* [ABOUT THIS TASK] From the items below, pick out every line that contains the string "positive" and copy those lines.

* [RECORDS TO PROCESS]
________

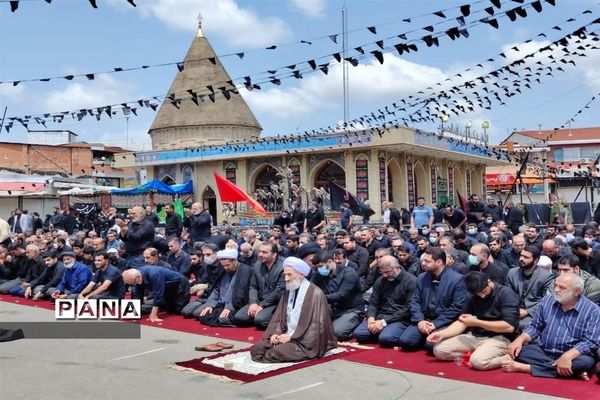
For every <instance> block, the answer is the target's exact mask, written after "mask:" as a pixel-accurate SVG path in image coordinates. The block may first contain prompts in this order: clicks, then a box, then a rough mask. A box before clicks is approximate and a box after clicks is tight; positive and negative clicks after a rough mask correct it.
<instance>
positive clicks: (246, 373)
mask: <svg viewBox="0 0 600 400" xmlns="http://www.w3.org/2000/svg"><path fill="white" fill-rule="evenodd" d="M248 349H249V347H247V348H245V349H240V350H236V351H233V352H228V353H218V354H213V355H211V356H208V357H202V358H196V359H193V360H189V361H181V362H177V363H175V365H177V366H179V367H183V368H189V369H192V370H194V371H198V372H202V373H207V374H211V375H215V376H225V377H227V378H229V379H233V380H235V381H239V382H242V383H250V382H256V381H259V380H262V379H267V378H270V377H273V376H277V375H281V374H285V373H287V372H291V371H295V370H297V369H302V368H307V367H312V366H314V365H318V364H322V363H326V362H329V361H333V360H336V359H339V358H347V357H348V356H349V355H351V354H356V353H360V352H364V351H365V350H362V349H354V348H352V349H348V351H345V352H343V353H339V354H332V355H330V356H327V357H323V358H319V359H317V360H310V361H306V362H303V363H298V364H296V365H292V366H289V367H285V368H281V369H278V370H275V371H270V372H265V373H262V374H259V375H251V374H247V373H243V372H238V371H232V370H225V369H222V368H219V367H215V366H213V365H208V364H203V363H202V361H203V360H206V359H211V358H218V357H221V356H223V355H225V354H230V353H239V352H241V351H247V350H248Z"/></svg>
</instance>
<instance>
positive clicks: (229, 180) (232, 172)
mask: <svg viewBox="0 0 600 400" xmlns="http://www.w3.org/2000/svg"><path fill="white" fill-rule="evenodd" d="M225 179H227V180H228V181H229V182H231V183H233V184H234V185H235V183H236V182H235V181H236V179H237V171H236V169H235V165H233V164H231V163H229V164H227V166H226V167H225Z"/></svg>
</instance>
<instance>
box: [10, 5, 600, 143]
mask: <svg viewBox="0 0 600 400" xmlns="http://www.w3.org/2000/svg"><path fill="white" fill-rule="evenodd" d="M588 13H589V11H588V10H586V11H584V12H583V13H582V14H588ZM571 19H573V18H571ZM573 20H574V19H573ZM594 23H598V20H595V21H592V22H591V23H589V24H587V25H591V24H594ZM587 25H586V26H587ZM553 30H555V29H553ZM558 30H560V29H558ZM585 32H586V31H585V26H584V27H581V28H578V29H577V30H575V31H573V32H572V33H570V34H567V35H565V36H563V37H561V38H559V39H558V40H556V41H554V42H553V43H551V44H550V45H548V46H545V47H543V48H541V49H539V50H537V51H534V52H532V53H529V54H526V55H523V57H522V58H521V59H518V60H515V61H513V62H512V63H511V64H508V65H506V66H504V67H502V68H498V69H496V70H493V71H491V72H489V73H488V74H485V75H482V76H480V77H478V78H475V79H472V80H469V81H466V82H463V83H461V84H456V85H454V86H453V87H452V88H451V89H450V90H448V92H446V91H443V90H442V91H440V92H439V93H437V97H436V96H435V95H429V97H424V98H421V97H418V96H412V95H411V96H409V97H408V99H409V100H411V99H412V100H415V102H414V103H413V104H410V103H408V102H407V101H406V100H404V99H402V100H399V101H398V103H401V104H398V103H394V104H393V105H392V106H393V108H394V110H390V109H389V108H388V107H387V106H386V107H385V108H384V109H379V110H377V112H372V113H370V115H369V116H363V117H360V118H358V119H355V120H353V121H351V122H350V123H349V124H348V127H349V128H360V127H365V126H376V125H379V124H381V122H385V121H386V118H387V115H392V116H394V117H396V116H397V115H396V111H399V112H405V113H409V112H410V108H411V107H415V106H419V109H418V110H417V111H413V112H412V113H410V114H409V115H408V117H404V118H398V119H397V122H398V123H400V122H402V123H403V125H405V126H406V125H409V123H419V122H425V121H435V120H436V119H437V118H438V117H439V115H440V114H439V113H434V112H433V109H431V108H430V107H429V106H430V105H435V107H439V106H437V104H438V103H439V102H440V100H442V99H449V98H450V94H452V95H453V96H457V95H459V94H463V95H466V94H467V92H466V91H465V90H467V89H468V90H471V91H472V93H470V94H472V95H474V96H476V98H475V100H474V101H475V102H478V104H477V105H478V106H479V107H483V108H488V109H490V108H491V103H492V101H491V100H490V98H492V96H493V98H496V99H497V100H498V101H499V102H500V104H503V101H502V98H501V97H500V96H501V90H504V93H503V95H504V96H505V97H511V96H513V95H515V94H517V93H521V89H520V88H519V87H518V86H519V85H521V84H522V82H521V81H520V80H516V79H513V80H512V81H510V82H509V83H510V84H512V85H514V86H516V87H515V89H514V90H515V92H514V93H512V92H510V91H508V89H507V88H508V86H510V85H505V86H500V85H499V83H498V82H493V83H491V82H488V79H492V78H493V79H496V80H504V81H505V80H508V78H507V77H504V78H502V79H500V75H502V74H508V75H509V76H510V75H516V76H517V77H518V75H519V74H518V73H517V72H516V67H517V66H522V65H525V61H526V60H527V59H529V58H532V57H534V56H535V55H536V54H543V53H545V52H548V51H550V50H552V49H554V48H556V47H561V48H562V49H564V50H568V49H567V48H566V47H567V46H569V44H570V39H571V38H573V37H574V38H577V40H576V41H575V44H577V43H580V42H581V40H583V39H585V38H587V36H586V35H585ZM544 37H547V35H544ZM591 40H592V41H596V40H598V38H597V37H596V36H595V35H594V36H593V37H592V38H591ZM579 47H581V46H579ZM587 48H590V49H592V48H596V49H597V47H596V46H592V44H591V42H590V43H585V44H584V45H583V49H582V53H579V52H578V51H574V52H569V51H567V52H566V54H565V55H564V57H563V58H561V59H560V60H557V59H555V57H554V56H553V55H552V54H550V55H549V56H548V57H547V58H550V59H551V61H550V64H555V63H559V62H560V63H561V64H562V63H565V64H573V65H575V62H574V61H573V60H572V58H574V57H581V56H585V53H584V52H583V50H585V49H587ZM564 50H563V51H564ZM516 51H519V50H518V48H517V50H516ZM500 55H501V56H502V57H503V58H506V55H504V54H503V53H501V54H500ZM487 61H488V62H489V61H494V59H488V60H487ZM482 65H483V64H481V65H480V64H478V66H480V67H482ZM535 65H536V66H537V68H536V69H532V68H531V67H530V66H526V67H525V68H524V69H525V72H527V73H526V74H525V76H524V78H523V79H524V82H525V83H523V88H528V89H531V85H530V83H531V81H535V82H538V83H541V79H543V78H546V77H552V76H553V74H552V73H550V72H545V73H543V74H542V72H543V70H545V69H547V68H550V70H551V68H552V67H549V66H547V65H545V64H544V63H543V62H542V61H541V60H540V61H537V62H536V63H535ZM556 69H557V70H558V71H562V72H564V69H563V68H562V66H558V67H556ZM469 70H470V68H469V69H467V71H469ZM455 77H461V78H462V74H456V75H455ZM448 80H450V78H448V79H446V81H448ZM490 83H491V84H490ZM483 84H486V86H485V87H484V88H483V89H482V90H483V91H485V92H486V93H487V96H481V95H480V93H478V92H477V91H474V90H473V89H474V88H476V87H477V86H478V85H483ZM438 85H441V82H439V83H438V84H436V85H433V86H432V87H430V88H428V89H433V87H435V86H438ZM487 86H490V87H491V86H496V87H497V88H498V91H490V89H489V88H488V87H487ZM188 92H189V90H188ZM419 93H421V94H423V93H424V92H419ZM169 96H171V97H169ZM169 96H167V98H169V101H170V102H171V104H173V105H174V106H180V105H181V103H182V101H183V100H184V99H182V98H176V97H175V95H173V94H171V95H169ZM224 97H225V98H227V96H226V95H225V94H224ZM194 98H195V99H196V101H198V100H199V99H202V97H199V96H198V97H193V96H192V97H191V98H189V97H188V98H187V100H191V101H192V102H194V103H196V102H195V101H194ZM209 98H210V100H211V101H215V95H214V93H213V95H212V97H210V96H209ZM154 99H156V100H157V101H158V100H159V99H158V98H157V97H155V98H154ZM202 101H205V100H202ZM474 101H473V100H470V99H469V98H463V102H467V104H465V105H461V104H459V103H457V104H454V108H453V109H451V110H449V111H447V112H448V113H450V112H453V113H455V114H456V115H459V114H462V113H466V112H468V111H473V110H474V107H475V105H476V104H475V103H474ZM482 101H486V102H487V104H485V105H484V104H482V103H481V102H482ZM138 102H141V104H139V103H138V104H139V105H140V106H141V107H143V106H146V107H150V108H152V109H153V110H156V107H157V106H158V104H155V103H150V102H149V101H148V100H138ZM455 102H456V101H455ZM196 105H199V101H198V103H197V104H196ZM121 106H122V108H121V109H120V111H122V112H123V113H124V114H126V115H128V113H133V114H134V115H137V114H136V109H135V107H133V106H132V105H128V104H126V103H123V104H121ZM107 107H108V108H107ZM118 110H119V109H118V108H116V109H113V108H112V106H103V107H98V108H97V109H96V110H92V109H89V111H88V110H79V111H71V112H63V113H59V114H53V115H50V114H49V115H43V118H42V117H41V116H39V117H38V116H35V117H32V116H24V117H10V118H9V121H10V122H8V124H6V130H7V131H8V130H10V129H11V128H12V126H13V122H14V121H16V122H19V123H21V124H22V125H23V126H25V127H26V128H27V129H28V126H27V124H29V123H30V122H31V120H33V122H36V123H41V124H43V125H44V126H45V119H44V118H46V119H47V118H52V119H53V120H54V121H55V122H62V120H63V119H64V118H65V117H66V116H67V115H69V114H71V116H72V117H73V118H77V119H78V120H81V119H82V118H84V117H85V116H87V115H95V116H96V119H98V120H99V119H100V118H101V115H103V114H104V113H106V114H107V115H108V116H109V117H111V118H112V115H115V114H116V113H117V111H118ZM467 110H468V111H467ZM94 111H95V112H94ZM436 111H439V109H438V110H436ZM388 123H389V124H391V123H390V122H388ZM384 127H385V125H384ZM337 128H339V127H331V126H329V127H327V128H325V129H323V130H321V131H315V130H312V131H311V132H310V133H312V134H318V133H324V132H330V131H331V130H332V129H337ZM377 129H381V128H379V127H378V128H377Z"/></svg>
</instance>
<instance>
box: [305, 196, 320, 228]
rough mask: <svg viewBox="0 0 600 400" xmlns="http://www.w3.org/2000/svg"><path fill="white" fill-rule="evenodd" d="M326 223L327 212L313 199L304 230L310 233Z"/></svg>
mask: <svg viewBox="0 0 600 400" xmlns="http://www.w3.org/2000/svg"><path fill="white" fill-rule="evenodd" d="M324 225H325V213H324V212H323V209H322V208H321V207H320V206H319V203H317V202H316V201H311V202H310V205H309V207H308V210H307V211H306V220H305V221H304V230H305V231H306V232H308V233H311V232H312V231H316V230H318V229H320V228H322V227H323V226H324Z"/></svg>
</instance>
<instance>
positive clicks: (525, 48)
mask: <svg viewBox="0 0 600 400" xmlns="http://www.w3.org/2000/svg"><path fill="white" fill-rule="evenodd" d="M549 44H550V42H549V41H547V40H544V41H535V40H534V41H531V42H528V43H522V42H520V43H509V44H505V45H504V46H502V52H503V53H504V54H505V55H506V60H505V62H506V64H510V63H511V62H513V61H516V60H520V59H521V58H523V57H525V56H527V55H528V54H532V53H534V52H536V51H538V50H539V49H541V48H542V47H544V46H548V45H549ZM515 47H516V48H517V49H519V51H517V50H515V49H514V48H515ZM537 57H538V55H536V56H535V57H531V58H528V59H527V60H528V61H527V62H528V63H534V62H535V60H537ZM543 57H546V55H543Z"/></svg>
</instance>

________

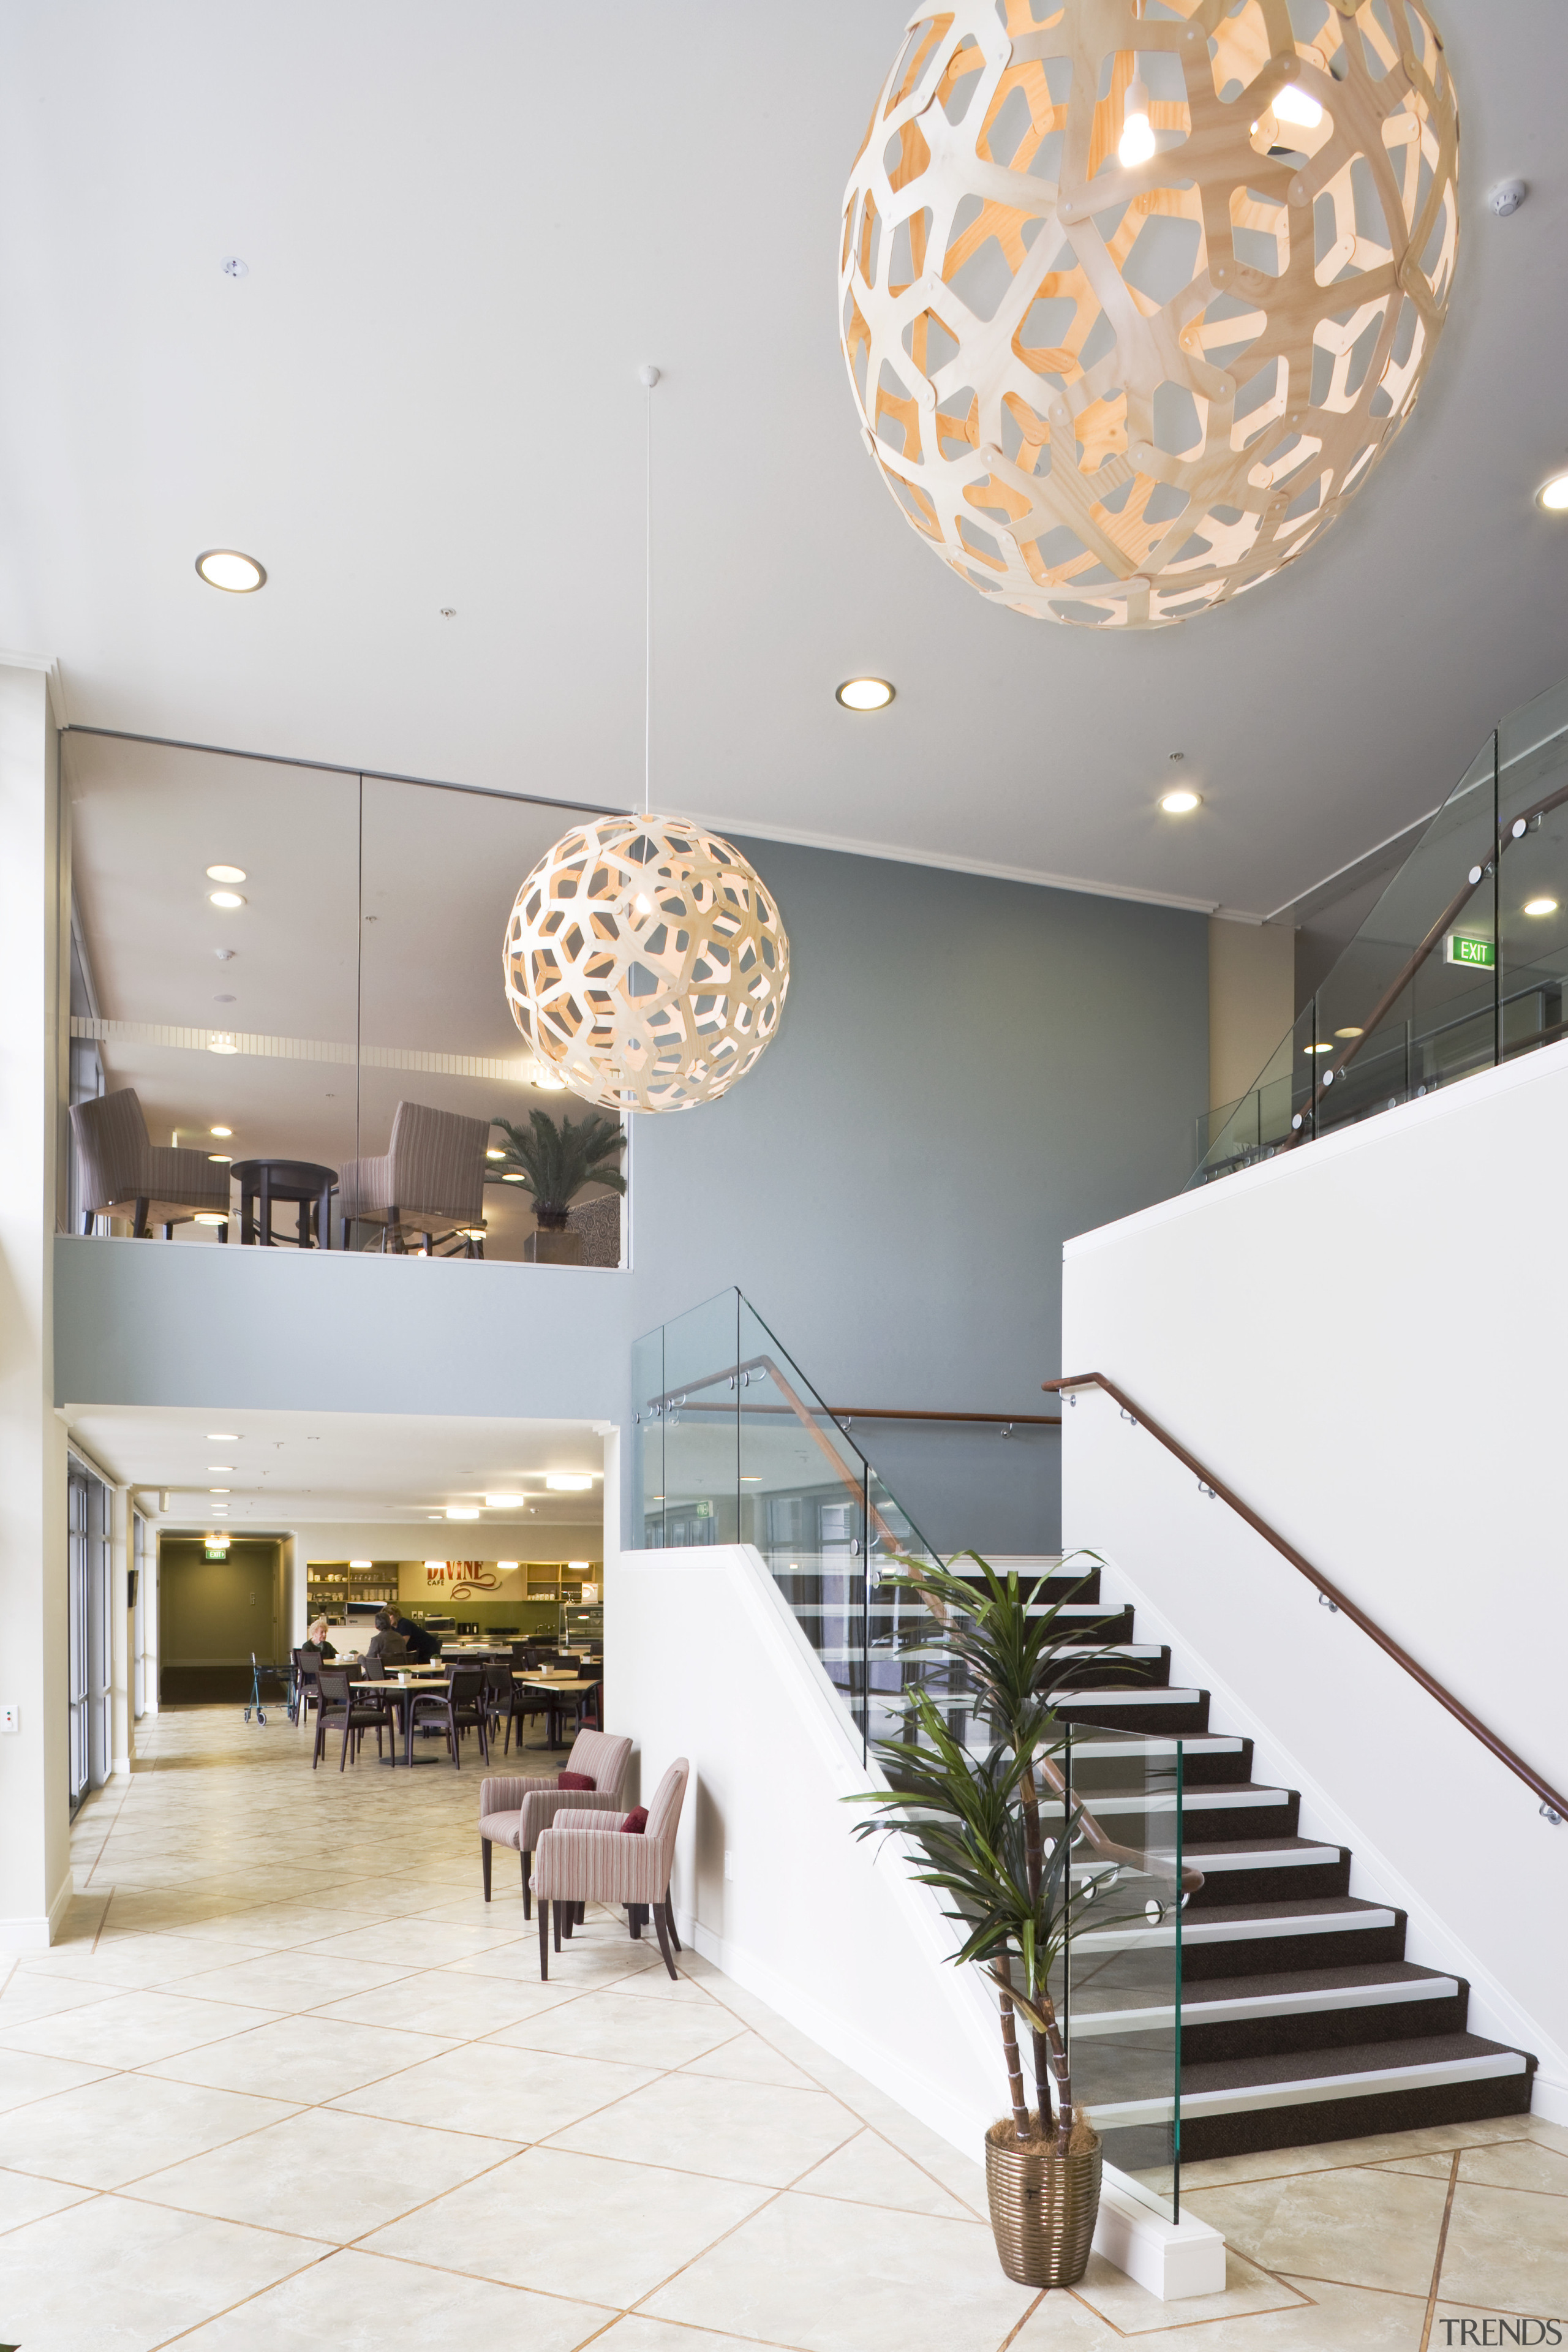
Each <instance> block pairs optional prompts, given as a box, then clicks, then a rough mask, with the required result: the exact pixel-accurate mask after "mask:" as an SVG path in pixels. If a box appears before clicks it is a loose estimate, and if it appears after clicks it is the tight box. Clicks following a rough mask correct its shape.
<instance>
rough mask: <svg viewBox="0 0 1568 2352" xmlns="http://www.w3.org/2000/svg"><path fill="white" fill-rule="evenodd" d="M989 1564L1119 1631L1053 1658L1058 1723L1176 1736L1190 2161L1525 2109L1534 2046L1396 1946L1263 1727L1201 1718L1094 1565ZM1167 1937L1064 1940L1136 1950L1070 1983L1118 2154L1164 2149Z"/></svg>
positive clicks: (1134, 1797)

________

* [TASK SOLUTION]
For every <instance> block, the answer is the target's exact mask, written after "mask:" as a pixel-accurate SVG path in image coordinates. The block may first contain prompts in this order: clicks, then a box, then a rough mask. A box before clicks is approximate and a box after clicks is tight; positive and negative clicks after a rough mask correct it.
positive clicks: (246, 373)
positive clicks: (229, 180) (232, 172)
positive clicks: (525, 48)
positive clicks: (1134, 1797)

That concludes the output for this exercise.